* begin *

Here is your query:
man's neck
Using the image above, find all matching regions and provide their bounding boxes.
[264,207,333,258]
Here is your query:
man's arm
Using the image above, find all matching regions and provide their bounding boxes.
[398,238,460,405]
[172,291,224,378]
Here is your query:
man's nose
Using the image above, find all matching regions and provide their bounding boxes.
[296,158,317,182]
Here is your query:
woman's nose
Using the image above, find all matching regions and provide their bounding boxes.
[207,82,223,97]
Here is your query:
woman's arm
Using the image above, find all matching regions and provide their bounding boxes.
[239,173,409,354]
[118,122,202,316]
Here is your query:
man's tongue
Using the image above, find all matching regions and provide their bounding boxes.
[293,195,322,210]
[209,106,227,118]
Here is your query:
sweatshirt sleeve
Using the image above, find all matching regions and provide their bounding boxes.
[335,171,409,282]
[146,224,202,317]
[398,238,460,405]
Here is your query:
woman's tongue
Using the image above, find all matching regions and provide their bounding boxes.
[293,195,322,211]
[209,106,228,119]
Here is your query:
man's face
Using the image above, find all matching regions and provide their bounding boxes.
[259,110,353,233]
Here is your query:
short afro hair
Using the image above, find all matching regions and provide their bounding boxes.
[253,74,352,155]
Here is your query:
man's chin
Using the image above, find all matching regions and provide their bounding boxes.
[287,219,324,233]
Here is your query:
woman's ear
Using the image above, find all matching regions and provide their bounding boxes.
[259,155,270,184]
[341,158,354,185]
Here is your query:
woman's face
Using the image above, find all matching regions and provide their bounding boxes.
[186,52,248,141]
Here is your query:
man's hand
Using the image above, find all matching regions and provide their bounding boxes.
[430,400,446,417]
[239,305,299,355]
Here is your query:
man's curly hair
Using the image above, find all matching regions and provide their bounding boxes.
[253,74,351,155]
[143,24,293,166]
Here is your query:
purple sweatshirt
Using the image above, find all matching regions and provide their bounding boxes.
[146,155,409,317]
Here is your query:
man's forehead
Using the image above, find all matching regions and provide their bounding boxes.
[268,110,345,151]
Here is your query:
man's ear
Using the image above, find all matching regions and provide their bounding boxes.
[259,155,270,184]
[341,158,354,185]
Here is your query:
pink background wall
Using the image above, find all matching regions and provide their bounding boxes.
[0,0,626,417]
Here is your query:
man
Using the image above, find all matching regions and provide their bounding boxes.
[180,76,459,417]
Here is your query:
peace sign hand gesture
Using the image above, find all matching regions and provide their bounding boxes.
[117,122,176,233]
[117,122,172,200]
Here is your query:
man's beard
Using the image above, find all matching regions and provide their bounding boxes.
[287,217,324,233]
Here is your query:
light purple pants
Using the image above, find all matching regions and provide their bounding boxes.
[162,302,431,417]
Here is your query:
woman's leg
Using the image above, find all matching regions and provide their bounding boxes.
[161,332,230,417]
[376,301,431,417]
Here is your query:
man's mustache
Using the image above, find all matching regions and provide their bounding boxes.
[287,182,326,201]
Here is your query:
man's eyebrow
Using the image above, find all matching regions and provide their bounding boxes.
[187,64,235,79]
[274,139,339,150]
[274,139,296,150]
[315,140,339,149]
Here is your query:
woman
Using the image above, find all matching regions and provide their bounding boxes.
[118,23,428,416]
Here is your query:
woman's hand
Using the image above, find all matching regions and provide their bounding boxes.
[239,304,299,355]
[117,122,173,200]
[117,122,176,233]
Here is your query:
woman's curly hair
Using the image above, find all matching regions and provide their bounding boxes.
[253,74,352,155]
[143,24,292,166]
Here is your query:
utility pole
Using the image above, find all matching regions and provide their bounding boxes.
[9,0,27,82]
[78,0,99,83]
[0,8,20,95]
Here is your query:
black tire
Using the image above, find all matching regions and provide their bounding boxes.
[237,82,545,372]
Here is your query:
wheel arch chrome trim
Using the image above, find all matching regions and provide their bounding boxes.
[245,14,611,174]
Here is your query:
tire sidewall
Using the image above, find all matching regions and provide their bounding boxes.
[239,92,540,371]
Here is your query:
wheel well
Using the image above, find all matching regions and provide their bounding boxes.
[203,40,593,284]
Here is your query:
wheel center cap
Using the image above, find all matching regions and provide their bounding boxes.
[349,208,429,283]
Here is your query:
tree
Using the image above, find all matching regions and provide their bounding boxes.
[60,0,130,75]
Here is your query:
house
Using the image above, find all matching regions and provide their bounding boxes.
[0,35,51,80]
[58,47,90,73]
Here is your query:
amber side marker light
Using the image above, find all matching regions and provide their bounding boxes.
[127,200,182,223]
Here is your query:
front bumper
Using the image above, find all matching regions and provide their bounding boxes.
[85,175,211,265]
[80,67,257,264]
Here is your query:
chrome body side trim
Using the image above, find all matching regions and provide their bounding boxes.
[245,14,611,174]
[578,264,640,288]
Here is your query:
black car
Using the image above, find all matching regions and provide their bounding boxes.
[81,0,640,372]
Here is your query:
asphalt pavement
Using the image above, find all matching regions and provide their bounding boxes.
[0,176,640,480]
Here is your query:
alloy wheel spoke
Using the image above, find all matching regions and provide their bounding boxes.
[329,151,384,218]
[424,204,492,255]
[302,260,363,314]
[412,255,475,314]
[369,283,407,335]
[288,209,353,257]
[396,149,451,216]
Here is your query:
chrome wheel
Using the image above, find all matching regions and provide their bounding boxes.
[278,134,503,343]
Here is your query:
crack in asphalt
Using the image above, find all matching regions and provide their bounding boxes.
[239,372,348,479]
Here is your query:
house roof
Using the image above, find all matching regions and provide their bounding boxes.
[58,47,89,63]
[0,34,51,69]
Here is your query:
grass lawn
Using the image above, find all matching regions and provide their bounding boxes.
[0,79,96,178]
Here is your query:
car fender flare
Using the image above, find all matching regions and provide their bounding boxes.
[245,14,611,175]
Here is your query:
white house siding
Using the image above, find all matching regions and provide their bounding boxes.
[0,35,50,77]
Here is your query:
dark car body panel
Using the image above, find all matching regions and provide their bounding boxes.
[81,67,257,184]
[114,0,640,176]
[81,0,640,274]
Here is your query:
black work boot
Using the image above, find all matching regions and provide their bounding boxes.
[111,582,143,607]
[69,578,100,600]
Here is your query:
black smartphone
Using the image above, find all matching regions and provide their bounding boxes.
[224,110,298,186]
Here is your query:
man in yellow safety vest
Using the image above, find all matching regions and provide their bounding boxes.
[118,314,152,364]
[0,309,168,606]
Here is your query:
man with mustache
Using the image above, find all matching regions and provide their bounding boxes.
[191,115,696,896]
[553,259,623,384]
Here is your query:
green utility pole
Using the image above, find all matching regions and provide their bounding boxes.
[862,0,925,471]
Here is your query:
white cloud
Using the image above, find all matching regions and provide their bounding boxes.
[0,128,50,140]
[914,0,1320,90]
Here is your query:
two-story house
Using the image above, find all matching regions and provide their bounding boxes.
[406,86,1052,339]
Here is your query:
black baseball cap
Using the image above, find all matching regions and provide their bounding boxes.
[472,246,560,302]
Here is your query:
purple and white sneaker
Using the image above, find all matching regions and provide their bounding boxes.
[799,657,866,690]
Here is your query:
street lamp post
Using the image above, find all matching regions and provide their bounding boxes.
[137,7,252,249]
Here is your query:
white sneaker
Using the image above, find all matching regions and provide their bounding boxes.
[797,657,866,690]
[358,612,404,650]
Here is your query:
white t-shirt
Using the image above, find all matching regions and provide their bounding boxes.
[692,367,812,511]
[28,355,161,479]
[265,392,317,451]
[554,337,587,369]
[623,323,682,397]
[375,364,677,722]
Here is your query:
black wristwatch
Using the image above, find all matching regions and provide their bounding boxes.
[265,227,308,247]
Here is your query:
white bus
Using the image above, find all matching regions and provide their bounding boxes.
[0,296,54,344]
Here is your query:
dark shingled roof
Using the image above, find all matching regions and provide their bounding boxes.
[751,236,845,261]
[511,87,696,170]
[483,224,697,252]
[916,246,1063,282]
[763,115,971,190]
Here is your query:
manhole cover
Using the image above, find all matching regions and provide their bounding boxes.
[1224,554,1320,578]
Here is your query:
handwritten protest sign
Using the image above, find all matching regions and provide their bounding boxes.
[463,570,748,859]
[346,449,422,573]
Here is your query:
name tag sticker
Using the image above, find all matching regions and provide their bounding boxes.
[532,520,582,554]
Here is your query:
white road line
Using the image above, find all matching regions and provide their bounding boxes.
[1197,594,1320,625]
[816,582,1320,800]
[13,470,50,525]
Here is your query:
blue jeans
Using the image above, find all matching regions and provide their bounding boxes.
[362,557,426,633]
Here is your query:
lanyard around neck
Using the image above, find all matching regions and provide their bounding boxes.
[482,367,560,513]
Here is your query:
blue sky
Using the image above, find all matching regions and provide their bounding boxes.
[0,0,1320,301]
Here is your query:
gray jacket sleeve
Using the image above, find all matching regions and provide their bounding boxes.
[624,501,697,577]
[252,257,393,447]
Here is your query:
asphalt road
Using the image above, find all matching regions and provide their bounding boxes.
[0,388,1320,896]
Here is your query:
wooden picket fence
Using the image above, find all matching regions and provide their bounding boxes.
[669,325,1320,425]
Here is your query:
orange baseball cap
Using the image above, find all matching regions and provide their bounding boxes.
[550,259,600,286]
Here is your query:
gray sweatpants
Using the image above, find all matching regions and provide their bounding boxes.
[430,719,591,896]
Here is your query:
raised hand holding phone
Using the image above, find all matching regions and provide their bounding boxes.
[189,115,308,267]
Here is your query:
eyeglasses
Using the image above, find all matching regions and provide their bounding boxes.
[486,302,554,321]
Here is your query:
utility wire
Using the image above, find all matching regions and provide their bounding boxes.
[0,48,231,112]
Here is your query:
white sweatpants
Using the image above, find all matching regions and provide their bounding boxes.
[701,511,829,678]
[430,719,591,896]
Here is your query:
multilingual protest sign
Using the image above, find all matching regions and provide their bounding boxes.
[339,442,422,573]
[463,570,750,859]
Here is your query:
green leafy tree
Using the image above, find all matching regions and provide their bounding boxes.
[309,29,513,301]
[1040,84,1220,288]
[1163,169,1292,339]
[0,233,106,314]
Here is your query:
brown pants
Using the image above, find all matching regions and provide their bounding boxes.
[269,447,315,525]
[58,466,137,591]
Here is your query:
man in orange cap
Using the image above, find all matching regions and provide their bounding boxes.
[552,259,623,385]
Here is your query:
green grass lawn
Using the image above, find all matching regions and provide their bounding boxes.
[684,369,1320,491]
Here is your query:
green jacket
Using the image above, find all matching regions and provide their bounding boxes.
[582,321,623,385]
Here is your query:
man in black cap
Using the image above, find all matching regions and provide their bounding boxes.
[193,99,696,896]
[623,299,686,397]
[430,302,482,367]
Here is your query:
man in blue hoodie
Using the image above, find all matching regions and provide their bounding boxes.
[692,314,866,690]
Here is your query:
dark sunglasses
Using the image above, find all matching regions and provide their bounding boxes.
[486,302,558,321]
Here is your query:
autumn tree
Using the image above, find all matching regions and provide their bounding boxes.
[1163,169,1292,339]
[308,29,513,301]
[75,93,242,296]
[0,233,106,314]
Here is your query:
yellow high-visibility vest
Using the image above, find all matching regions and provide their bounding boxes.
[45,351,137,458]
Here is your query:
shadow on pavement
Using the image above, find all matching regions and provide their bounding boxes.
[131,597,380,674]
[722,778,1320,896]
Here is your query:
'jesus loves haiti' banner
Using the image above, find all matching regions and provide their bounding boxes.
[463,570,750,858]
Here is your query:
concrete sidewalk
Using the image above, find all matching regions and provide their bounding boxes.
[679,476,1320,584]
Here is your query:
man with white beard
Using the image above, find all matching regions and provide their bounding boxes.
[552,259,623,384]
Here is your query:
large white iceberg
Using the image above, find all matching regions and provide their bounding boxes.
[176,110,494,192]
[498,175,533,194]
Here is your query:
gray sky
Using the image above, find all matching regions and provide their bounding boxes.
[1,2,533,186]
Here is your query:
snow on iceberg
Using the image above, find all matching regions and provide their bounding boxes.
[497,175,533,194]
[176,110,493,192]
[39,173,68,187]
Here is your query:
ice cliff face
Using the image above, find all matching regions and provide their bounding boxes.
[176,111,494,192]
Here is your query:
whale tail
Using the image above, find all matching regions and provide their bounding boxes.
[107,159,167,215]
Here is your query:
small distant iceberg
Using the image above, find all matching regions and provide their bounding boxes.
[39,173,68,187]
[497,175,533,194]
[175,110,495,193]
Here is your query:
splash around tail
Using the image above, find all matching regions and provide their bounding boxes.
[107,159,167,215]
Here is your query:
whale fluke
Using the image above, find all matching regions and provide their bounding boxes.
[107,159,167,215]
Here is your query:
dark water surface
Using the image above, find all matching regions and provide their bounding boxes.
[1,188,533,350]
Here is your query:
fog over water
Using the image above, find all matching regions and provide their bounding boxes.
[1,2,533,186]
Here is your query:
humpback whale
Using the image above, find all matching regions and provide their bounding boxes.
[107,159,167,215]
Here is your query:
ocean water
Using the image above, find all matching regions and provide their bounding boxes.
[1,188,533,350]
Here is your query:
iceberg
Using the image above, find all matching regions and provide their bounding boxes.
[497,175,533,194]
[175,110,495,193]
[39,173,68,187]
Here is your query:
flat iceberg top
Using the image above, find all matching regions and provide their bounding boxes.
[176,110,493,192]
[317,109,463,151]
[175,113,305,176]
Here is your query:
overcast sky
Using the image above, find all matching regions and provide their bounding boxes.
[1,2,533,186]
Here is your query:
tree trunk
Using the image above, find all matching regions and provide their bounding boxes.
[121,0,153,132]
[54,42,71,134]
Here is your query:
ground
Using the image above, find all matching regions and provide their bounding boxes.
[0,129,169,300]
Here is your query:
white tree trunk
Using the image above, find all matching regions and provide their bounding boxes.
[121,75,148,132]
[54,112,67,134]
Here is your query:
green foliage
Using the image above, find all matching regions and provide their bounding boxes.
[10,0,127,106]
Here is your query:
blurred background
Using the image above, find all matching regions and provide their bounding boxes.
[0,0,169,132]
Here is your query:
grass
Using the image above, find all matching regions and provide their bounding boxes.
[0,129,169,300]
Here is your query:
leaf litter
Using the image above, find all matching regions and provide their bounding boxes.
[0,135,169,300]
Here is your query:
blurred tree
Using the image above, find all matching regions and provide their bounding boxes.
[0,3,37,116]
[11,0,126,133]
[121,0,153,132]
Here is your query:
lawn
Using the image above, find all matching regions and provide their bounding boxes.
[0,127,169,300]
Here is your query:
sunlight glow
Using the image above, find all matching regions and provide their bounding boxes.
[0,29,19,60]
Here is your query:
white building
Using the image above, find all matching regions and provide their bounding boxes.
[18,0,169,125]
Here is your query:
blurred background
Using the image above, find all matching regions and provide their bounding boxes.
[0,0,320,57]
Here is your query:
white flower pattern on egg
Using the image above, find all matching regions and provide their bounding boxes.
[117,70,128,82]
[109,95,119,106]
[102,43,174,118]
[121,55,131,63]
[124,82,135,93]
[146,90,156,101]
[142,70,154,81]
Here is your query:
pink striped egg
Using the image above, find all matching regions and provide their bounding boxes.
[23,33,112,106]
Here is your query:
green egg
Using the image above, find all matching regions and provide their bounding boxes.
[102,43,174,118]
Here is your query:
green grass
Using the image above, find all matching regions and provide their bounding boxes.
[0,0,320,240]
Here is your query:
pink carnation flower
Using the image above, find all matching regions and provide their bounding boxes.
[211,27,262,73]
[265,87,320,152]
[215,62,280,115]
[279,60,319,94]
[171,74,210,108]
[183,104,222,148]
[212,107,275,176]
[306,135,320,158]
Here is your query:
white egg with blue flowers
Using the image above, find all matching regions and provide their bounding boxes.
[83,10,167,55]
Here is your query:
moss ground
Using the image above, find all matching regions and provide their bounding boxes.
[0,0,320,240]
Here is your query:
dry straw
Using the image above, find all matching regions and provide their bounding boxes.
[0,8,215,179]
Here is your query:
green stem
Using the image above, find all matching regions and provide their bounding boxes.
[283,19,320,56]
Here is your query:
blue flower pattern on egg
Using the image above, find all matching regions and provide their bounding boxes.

* end *

Rewrite the records as a numbered list, from the first line through the line containing "[296,158,317,182]", and skip any blank lines.

1. Here is your query:
2. man's neck
3. Using the image above, find all matching regions and provide their bounding boxes.
4. [264,207,333,258]
5. Here is your query:
6. man's arm
7. Using the image above, find all matching regions and provide their bounding boxes.
8. [398,238,460,405]
9. [172,291,224,378]
10. Here is your query:
11. man's nose
12. Using the image above, find all matching regions and provide their bounding boxes.
13. [296,158,317,182]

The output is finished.